= TASK BRIEF =
Every line from the top of the records below through the one containing "rough mask: <svg" must be copied exactly, and the pictures must not be.

= GIVEN ENTRIES =
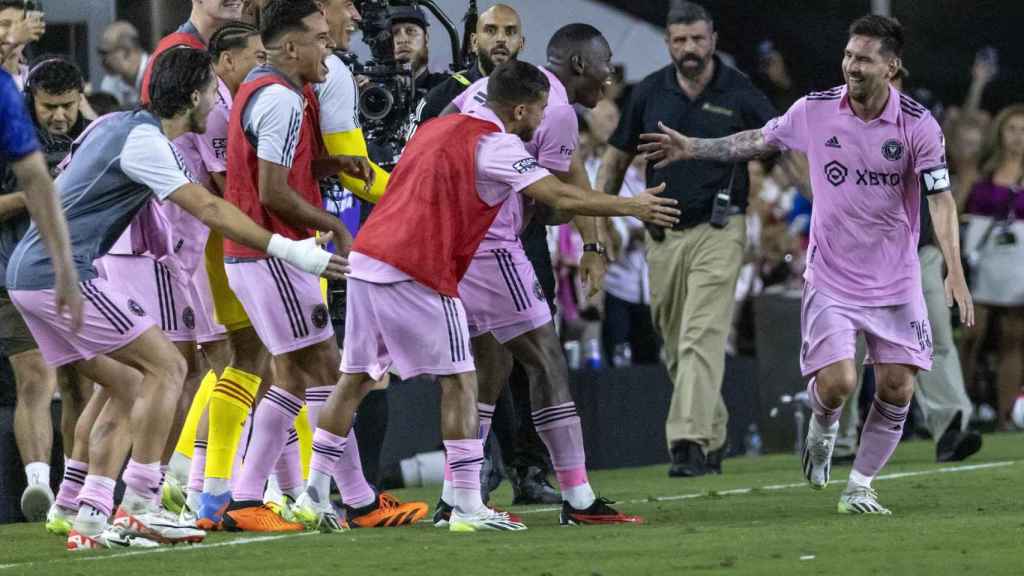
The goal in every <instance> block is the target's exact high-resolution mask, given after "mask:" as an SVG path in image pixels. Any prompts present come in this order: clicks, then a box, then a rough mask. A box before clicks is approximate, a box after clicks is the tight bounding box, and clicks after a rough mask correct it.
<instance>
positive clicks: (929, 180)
mask: <svg viewBox="0 0 1024 576" xmlns="http://www.w3.org/2000/svg"><path fill="white" fill-rule="evenodd" d="M921 188H922V190H924V191H925V194H926V195H931V194H939V193H941V192H945V191H947V190H949V189H950V188H952V182H950V181H949V169H948V168H946V167H945V166H937V167H935V168H929V169H928V170H925V171H924V172H922V173H921Z"/></svg>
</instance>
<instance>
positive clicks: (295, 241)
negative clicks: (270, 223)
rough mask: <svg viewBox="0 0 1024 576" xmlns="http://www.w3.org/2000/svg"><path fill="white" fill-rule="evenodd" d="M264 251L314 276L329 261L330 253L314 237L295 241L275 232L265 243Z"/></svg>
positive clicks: (322, 270)
mask: <svg viewBox="0 0 1024 576" xmlns="http://www.w3.org/2000/svg"><path fill="white" fill-rule="evenodd" d="M266 253H267V254H269V255H271V256H273V257H274V258H281V259H283V260H285V261H287V262H289V263H291V264H293V265H295V266H296V268H298V269H300V270H303V271H305V272H308V273H309V274H313V275H316V276H319V275H322V274H324V271H325V270H327V265H328V264H329V263H330V262H331V253H330V252H328V251H326V250H324V249H323V248H321V247H319V245H317V244H316V239H315V238H307V239H305V240H300V241H295V240H290V239H288V238H285V237H284V236H281V235H279V234H275V235H273V236H271V237H270V242H269V243H268V244H267V245H266Z"/></svg>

= WRITTEN ANSWER =
The goal in every <instance> block is the target's exact high-resolution mask, given after "mask:" as an SVG path in image pixels. Any prompts present come in this order: clicks, then a box, then a rough mask. A box before clicks is approximate, a box after clicks is the tight bounding box, and clicks after a rough mask correct it.
<instance>
positive clicks: (929, 180)
mask: <svg viewBox="0 0 1024 576" xmlns="http://www.w3.org/2000/svg"><path fill="white" fill-rule="evenodd" d="M921 188H922V190H924V191H925V194H926V195H931V194H939V193H941V192H945V191H947V190H949V189H950V188H952V182H950V181H949V169H948V168H946V167H945V166H937V167H935V168H929V169H928V170H925V171H924V172H922V173H921Z"/></svg>
</instance>
<instance>
positive clicks: (295, 241)
negative clicks: (270, 223)
rough mask: <svg viewBox="0 0 1024 576" xmlns="http://www.w3.org/2000/svg"><path fill="white" fill-rule="evenodd" d="M264 251L314 276L329 261L330 253L314 237L295 241L275 232L265 243Z"/></svg>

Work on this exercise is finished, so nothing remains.